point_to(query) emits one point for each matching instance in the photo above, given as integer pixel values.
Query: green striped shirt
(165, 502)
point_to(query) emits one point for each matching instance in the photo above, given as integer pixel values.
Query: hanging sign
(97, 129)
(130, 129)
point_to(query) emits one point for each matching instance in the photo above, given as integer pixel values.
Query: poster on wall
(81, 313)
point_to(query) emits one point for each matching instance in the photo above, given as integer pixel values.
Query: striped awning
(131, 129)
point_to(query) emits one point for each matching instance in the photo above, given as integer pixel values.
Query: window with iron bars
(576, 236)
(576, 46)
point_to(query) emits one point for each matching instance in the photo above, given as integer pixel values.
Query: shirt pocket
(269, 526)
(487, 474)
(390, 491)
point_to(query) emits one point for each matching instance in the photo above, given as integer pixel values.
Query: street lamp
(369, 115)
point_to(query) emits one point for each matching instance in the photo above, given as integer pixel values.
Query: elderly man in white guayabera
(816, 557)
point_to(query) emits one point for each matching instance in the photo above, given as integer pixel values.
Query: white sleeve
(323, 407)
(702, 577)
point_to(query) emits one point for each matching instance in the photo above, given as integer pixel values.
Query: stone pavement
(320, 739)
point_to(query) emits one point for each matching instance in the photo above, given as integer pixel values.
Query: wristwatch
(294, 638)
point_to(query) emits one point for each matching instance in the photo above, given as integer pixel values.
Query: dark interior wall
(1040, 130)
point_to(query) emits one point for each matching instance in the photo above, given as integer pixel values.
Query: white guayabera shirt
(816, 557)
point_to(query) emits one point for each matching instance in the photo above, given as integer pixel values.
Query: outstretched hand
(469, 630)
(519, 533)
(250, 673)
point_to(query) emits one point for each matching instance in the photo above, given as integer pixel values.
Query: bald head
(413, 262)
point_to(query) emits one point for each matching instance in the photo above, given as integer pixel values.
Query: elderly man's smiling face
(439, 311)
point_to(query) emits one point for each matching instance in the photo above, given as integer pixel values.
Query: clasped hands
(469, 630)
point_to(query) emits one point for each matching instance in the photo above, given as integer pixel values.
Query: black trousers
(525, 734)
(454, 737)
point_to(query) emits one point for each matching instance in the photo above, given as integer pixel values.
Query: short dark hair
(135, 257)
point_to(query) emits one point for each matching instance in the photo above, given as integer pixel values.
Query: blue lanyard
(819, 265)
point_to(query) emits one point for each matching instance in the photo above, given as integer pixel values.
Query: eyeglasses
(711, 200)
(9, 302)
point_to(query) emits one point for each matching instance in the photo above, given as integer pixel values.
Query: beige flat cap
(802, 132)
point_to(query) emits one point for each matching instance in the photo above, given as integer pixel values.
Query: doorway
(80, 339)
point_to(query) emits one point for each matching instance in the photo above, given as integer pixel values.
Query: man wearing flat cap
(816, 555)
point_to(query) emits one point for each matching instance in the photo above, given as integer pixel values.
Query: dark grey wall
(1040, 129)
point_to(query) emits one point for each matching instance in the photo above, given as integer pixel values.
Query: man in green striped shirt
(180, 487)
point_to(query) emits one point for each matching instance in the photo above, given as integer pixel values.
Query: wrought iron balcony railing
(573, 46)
—————
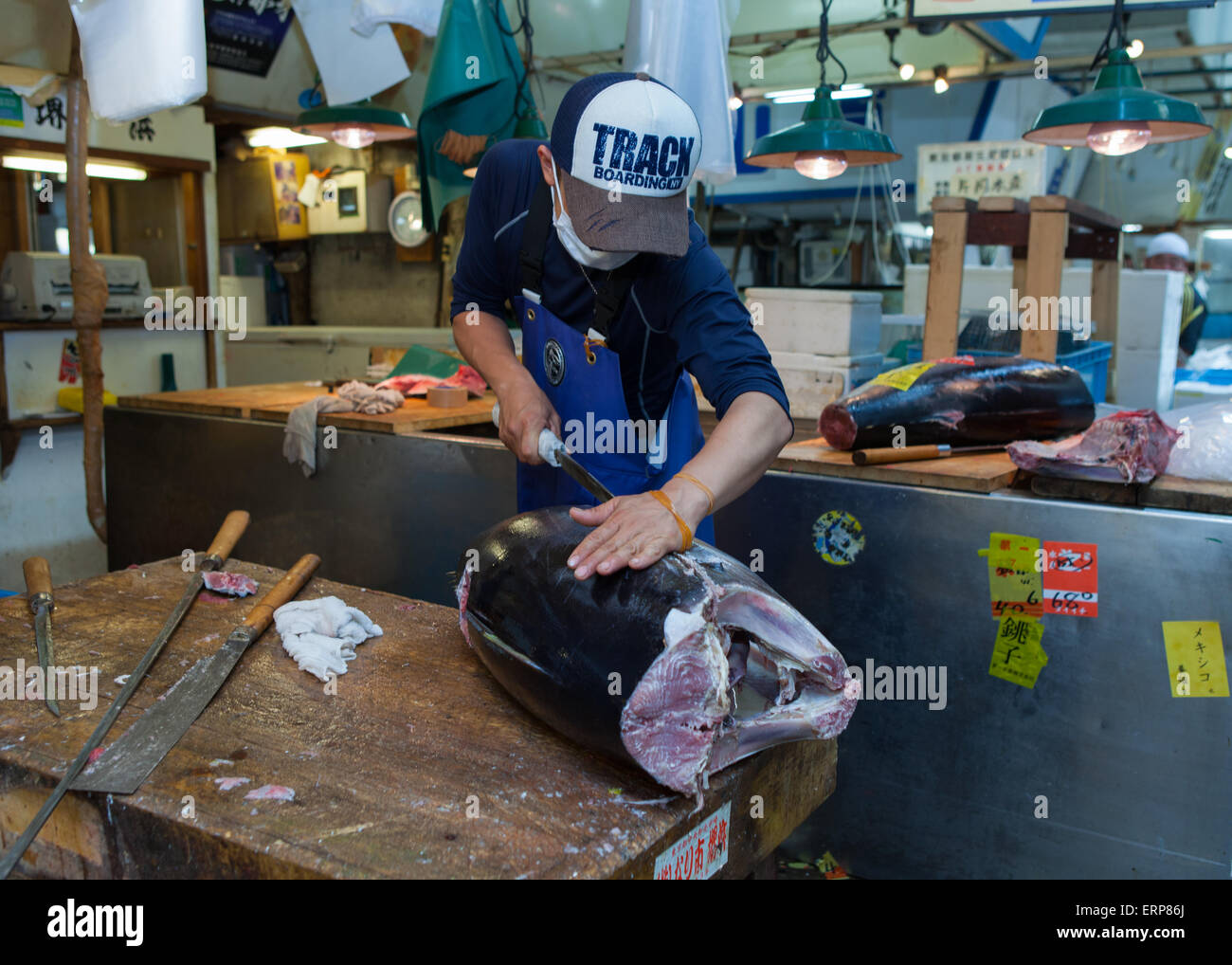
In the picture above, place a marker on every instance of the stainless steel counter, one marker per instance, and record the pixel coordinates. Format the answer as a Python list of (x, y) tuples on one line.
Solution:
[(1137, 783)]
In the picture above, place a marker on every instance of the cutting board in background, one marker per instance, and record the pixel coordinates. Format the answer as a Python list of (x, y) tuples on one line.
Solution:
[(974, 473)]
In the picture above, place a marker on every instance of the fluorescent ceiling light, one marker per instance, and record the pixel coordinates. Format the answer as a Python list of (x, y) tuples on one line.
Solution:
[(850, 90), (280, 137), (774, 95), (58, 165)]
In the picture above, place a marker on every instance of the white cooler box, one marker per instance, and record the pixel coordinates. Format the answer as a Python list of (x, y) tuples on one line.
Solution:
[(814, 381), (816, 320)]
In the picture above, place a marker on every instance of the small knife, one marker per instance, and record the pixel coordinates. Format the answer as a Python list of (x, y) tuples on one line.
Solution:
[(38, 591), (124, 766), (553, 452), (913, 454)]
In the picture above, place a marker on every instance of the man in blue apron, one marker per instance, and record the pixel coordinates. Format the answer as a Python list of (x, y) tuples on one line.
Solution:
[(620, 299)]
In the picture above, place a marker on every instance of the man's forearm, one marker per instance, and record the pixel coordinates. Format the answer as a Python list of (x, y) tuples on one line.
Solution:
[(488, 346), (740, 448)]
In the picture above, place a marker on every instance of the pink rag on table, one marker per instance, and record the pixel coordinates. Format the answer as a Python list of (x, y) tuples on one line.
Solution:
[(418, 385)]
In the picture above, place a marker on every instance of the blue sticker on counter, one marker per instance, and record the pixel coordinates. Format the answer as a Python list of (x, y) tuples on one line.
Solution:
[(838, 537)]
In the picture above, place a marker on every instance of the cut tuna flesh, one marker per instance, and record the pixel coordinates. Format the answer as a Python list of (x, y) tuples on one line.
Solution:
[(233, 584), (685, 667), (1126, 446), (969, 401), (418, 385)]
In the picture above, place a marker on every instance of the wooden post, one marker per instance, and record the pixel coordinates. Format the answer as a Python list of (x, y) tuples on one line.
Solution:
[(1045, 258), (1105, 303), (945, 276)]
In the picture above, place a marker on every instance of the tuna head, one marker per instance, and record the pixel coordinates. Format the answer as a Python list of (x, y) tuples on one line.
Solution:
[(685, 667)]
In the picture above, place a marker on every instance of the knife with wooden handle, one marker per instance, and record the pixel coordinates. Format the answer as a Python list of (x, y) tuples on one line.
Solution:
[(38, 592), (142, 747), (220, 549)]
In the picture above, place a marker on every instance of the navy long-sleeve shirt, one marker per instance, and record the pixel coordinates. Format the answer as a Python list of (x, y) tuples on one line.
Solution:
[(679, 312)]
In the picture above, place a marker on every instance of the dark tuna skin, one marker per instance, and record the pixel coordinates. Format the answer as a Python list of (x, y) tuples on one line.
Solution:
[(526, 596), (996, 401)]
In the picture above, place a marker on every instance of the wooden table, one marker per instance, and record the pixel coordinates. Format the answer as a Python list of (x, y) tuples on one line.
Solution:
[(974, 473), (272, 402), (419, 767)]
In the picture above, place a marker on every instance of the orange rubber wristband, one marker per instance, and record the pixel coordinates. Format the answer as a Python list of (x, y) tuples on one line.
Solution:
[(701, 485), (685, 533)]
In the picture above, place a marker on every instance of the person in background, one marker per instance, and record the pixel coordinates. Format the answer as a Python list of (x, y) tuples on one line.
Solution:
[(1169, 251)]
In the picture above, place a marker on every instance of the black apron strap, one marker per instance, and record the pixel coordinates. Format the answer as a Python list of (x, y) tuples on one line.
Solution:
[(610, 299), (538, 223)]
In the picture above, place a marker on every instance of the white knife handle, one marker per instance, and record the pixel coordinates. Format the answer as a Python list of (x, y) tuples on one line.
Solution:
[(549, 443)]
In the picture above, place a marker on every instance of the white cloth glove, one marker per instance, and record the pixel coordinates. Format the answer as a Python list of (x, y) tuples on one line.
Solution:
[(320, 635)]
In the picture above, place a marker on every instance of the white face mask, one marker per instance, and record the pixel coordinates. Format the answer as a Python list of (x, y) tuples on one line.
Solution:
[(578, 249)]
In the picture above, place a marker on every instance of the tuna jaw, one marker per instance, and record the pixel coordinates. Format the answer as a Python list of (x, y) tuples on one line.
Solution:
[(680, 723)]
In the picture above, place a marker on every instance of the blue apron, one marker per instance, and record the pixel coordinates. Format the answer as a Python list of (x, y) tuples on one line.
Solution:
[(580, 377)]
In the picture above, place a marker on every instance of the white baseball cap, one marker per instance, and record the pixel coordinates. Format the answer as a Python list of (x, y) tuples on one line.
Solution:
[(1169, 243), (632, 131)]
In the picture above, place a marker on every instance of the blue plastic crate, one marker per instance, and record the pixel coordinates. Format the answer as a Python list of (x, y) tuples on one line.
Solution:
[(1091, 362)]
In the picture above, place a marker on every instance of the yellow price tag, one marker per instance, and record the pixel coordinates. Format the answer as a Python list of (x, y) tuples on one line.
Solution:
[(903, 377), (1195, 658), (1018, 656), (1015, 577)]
—————
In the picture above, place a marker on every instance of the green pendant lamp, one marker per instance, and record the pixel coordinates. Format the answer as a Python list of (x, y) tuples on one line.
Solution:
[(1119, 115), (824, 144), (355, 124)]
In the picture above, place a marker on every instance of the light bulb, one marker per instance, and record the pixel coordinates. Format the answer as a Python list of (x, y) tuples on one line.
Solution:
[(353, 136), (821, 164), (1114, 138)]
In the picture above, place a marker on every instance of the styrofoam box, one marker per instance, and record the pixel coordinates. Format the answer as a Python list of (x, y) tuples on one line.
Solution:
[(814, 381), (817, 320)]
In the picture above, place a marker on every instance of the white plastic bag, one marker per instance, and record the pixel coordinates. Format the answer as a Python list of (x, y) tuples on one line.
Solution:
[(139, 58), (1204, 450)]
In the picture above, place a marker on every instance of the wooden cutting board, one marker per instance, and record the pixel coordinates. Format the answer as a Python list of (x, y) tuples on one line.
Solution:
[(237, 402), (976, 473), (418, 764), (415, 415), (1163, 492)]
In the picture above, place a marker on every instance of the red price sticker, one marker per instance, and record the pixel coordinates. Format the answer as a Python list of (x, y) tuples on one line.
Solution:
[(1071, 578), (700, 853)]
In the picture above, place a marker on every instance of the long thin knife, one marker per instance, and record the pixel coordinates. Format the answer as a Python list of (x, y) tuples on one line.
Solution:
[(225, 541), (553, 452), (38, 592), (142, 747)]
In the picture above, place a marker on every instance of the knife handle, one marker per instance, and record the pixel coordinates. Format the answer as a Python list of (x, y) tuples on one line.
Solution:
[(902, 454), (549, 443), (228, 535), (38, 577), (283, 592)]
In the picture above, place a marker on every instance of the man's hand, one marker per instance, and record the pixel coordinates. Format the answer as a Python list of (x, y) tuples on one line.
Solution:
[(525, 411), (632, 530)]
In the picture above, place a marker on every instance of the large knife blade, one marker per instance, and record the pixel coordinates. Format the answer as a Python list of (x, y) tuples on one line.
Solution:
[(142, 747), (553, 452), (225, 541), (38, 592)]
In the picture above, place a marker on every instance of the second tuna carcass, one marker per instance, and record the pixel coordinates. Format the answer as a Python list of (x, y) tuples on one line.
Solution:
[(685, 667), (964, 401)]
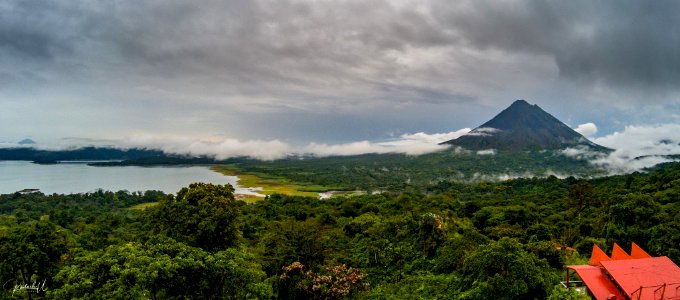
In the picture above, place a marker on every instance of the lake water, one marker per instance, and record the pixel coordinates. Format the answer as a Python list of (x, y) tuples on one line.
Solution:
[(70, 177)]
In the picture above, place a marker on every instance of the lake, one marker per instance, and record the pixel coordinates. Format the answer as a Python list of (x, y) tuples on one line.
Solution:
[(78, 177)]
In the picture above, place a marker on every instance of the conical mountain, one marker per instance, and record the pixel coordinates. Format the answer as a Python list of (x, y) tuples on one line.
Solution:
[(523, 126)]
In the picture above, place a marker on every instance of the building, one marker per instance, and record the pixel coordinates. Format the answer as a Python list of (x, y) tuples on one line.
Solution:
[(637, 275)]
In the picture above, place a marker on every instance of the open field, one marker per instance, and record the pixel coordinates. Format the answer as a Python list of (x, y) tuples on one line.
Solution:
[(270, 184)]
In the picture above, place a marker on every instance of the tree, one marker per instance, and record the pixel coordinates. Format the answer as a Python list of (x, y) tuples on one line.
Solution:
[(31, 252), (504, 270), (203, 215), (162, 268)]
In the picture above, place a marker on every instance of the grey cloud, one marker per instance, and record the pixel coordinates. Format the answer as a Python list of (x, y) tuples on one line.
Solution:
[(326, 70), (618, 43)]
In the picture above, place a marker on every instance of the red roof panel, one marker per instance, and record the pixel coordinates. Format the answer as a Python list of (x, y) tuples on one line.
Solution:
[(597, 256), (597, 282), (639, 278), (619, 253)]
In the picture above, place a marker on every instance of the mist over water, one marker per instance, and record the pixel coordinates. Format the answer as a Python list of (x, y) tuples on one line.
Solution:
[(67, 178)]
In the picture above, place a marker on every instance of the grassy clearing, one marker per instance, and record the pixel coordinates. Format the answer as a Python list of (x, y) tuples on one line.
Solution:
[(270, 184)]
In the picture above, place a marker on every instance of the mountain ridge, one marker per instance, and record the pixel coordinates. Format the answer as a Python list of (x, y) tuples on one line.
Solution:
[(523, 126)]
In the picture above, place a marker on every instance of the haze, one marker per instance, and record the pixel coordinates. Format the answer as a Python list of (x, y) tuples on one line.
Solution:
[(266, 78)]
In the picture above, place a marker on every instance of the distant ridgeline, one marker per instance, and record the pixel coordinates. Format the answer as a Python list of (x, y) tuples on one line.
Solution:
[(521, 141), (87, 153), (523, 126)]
—————
### WHAT TO WORK ON
Restate word for word the lines in the material above from the one with "tuna head, one" to the one with "wooden table, one"; both of those lines count, and nothing else does.

### RESPONSE FOR THIS EXERCISE
In the picture above, place a marker on every instance of the tuna head, one marker per instance, and record the pixel coordinates. Format the answer as a Python list of (x, y) tuples on one line.
Solution:
[(685, 667)]
In the picture above, place a marker on every instance of the knife with wooden handle, one marker per instance, and record the pixel coordinates. Format the answer as a Python list of (x, y) tuples on one line.
Solution:
[(38, 592), (142, 747), (220, 549)]
In the picture above, place a marker on every instance of the navy long-sleeve shirt, one marker per instance, and record the pixel coordinates. Format the answer as a Python list of (x, y) tuples on one line.
Solution:
[(679, 312)]
In the picture above, place a marker on every instance of the dark tuna skin, one marker per instance, and record the pixel coordinates. Format the answer as a Python list of (x, y) tuples on one line.
Solution:
[(526, 596), (996, 401)]
In the picture above, place a marker on every instance of the wooden table, one marker per instance, and record the pixel coordinates. Format the answer as a Python list of (x, y) tuples on one line.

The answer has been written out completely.